_SUPPLIED ENTRIES_

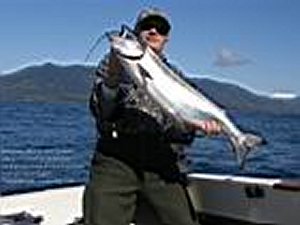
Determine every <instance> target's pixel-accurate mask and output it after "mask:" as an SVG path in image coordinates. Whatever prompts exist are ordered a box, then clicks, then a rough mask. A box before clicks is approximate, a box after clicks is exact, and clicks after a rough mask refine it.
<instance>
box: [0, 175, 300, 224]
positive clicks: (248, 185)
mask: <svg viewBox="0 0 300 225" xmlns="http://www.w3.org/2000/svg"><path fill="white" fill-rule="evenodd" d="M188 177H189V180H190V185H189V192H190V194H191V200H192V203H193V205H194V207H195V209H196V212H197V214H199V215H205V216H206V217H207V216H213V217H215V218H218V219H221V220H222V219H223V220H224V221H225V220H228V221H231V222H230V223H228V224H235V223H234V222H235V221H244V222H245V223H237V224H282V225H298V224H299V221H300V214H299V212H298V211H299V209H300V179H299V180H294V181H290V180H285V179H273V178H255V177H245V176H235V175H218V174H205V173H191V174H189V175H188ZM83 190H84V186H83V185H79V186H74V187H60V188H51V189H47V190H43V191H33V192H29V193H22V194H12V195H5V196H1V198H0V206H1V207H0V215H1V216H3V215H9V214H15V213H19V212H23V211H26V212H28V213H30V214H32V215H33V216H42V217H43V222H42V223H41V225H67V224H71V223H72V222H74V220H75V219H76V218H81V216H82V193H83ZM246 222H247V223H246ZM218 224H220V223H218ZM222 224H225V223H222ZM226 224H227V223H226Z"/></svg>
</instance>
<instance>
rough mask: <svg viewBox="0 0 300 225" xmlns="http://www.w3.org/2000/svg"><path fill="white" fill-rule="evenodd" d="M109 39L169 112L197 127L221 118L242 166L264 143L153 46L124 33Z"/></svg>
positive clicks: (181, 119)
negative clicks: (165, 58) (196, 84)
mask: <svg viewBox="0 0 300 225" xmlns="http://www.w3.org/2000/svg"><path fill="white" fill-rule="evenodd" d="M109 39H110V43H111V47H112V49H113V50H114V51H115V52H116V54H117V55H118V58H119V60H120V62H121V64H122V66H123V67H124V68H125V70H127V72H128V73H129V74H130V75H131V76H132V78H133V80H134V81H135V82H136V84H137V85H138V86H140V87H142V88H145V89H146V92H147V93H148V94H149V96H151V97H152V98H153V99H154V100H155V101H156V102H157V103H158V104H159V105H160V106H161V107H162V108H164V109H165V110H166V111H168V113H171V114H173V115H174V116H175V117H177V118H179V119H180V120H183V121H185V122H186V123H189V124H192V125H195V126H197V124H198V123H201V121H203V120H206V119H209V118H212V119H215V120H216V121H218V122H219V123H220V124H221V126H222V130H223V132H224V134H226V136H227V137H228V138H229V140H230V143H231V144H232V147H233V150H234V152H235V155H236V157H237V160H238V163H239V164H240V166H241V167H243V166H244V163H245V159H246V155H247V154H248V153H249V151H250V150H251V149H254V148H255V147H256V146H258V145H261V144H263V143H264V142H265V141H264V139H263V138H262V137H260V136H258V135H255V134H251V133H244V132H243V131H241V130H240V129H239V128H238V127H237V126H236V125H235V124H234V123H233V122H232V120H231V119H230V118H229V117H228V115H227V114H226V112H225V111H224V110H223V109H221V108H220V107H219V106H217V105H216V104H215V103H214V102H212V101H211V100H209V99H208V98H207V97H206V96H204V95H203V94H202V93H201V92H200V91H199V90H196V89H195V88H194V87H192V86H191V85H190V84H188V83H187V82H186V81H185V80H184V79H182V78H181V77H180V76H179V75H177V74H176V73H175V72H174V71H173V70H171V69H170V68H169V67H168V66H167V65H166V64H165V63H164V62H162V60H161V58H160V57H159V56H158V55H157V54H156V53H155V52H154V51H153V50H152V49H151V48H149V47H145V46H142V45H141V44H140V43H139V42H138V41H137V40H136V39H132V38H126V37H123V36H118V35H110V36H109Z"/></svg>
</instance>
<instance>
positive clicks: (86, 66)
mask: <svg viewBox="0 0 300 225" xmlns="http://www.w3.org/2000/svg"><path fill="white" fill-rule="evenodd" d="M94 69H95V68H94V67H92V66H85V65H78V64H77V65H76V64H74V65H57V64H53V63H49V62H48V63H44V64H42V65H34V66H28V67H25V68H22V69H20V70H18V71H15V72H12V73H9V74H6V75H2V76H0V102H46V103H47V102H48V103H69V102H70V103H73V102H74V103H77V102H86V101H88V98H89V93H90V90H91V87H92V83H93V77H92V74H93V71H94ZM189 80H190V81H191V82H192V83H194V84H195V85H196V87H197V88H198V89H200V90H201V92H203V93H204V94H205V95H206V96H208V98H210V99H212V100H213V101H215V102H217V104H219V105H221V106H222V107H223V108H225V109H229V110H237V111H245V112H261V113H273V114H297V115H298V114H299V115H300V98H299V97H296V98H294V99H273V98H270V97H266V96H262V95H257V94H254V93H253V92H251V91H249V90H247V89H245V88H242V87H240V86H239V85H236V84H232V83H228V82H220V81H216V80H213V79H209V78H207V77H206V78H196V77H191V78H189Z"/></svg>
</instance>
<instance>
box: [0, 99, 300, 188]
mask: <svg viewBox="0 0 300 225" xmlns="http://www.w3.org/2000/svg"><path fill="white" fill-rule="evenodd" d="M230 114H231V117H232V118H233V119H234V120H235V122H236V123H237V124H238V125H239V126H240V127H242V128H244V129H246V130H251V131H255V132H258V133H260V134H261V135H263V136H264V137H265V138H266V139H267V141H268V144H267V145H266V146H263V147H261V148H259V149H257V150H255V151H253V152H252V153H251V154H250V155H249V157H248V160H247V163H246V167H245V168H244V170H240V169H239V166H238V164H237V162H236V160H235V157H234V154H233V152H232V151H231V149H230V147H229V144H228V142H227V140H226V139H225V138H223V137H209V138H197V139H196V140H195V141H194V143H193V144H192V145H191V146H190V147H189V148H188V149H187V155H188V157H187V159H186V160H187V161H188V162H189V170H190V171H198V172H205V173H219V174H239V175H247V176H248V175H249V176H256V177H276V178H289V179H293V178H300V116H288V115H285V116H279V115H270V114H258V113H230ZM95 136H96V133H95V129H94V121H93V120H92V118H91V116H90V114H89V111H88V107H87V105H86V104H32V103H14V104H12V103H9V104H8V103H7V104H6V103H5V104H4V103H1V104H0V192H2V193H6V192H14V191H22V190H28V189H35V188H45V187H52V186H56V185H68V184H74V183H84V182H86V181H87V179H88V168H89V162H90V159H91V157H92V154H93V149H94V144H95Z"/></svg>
...
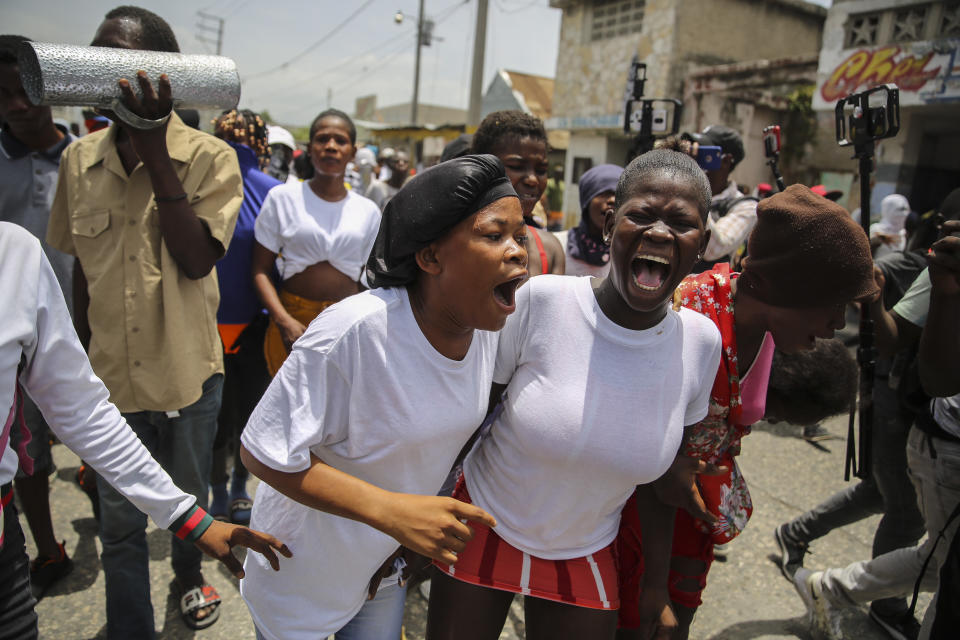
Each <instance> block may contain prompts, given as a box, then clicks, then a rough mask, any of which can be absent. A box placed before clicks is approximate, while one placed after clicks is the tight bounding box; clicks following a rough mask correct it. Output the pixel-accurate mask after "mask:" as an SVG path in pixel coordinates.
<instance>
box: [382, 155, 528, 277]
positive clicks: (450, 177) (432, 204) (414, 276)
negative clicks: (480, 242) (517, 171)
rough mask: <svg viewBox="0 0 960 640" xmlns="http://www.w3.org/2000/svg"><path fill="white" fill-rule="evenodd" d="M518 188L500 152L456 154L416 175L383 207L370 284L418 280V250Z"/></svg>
--
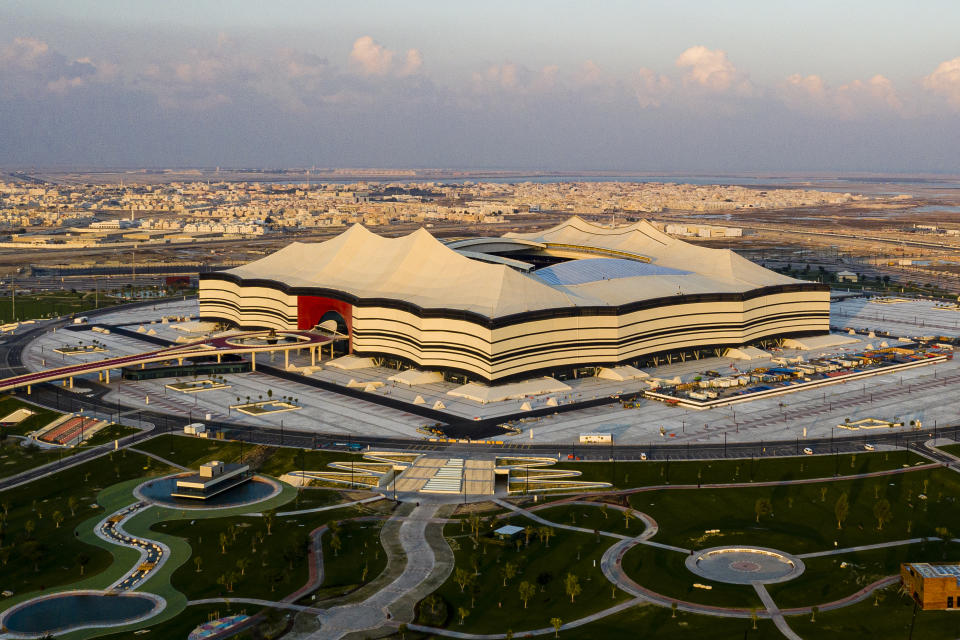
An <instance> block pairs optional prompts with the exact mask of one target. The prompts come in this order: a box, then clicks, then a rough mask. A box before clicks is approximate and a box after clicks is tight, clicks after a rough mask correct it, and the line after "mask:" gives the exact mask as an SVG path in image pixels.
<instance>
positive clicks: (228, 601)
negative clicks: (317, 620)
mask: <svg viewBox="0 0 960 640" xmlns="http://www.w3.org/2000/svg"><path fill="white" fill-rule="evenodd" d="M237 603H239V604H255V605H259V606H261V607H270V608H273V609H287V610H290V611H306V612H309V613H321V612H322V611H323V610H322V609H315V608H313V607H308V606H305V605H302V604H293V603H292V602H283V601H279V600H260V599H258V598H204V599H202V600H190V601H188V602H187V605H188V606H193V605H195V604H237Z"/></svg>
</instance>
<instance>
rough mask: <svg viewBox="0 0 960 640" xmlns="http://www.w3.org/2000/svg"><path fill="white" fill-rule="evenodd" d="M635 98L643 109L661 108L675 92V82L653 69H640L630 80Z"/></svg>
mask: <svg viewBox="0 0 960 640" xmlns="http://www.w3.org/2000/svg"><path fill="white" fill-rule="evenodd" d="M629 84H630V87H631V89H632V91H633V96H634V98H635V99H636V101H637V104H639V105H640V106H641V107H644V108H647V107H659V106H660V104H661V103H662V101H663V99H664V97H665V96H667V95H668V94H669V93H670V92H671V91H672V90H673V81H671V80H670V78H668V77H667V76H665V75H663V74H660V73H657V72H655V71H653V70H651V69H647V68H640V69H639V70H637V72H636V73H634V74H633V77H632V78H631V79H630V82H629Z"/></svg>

_WHAT IS BEING ASKED_
Among the records above, repeat exactly the line with "Determine every <instance>", the line with "box: [0, 175, 300, 224]", and every line in between, and only those.

_TASK RESPONSE_
Determine every <instance> target's pixel-accurate mask and output it after "mask:" as an SVG path in image coordinates. Whatever prompts exist are ordered a box, then clicks, then a rough mask. A box before clicks is approximate, a box after clicks is exact, and clicks after a rough mask refine it.
<instance>
box: [0, 175, 300, 224]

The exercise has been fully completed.